Text block:
────────

MOGADISHU—Suspected Al-Shabaab militants have on Monday morning attacked telecommunication masts as the muti-faceted offensive against the outfit gains momentum.
Hormuud Telecom, the biggest telco firm in Somalia, reported that their station in Qaayib town, Galmudug region was downed. The locals said they heard “loud blasts” in the morning.
Immediately the blast went off, the network was disrupted, the locals said. “We had no way of knowing what happened until daybreak when we realised that the only mast in the area was attacked and broken beyond repair,” Mohamud Salah, 54, an elder who spoke to the press recounted.
“A vehicle laden with explosives rammed into our stations in Qayib. The attack caused total network outage that also affected EVC, the mobile money transfer system,” a statement by Hormuud Telecom said in part. It added that the outage affected over 14,000 of its customers in that area.
It’s with great sadness to inform our customers that a VBIED attack destroyed our site in Qaayib, a village in Galgudud region today.
Almost 14,000 people lost access to the company's services including EVC Plus, the only payment method in the area.
— Hormuud Telecom (@Hormuud) November 7, 2022
Local security experts believe this latest attack was meant to send a signal to other major firms operating in the country who “may be planning to join the State in decapitating their operation that they will suffer same fate.”

────────

(Dataset entries)
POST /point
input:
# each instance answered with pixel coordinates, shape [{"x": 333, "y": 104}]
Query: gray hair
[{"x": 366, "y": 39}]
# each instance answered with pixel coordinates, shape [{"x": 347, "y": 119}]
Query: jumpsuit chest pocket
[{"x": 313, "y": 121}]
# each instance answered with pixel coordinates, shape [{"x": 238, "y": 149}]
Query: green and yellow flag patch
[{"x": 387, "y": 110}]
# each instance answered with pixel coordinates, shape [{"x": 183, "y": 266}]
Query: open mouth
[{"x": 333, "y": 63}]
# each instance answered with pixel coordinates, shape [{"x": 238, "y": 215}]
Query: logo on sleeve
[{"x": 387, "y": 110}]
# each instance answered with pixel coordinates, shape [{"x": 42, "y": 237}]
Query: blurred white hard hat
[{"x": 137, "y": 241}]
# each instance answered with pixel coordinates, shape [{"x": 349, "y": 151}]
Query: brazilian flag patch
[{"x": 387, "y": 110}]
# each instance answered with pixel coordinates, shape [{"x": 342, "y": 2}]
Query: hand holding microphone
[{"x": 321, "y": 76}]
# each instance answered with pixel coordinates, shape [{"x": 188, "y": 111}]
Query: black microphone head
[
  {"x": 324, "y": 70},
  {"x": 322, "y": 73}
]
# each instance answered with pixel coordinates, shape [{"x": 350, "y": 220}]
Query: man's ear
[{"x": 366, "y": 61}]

────────

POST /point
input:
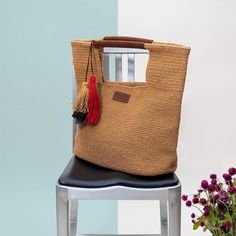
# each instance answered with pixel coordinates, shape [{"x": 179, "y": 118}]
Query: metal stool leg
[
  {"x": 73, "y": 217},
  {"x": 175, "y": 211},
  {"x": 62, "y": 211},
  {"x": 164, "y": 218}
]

────────

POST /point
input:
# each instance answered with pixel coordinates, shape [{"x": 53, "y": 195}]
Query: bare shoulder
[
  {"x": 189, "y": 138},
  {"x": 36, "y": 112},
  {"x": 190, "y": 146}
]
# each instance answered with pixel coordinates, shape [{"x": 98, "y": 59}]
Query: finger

────────

Tasks:
1. Answer the following about the article on the attack on telecommunication masts in Somalia:
(a) Which company reported that its station had been downed, and in what town was that station located?
(b) How old is Mohamud Salah, the elder who spoke to the press?
(c) According to the company's statement, what rammed into its stations?
2. Continue the article on the attack on telecommunication masts in Somalia from the point where it ends.

Responses for each task:
1.
(a) Hormuud Telecom; Qaayib.
(b) 54.
(c) A vehicle laden with explosives.

2.
Last week, twin car bomb explosions near a busy junction in Somalia’s capital, Mogadishu, killed at least 100 people. Shortly, calls on telecommunication companies to aid the government in the fight against Shabaab rented the airwaves.
“Such attacks are probably a way of signaling to the likes of Hormuud that they should not begin to think of taking that route,” said Abdikani Jama, a peace and security analyst based in Mogadishu.
Since President Hassan Sheikh took the reigns, his administration has been leading an offensive against the group. Speaking on the sidelines of the of the United Nations General Assembly on September, Hassan said military actions against the group has not been fruitful for 15 years.
“What is it that’s missing from our national and international security strategies? Where have we gone wrong? How do we fix this untenable situation that we were in for the last 15 years? Having survived three attempts on my own life by al-Shabaab, I do reflect on the matter of this vile group’s survival regularly and seriously,” the president stated during an open discussion orgernised by the Centre for Strategic and International Studies themed “Strengthening Somalia’s Security: A Conversation with H.E. President Hassan Sheikh Mohamud.”
The somali leader further suggested that the war against the militant group “would now shift from military to ideological and financial fronts.”
Since then, it has been a government policy to significantly disrupt the group’s source of revenue by urging the local businesses—both small and multi-billion outlets—to resist the threats to wire money, saying it’s such resources that Al Shabab use to carry out their activities.
“The bombings were a message sent by the militants to show that they are still alive, despite the fact that they were defeated in battlefield by government forces,” President Hassan, who’s been in power for six months, said after last week’s Mogadishu twin bombings.